#### PROBLEM
Which lines in the entries below contain the string "beige"? Show each of them in full.

#### MATERIAL TO PROCESS

^^^^^^^^^^^^^^^^

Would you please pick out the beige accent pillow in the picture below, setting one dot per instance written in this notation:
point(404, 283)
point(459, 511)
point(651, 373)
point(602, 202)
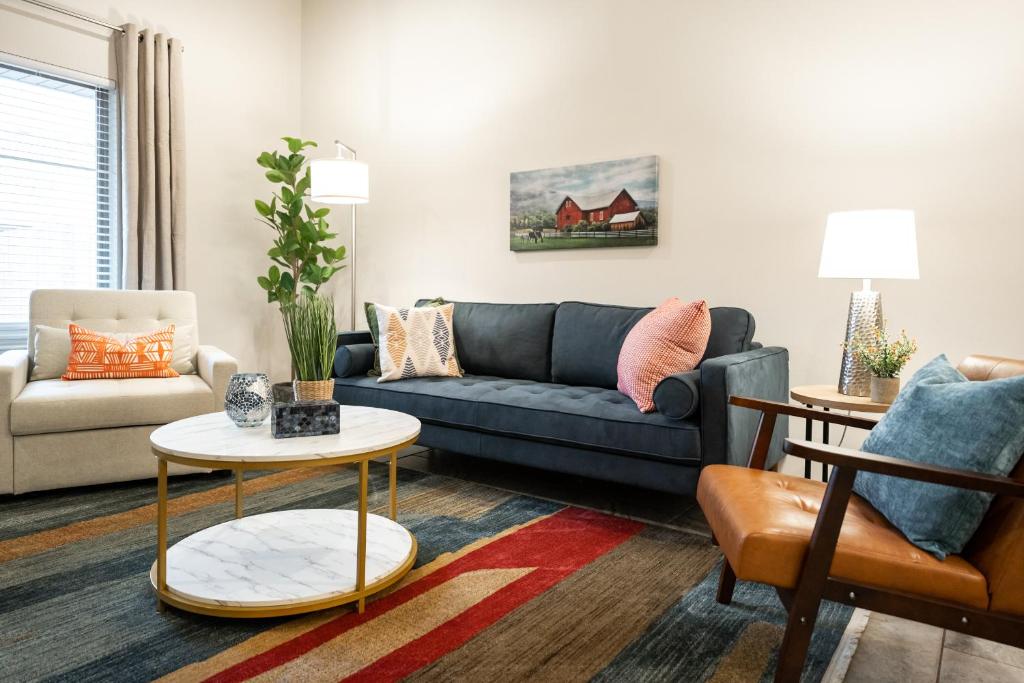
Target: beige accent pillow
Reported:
point(416, 342)
point(53, 347)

^^^^^^^^^^^^^^^^

#### TASK OUTPUT
Would you please pick out the beige accent pillow in the picture below, setting one dot per instance written in this notation:
Target: beige accent pillow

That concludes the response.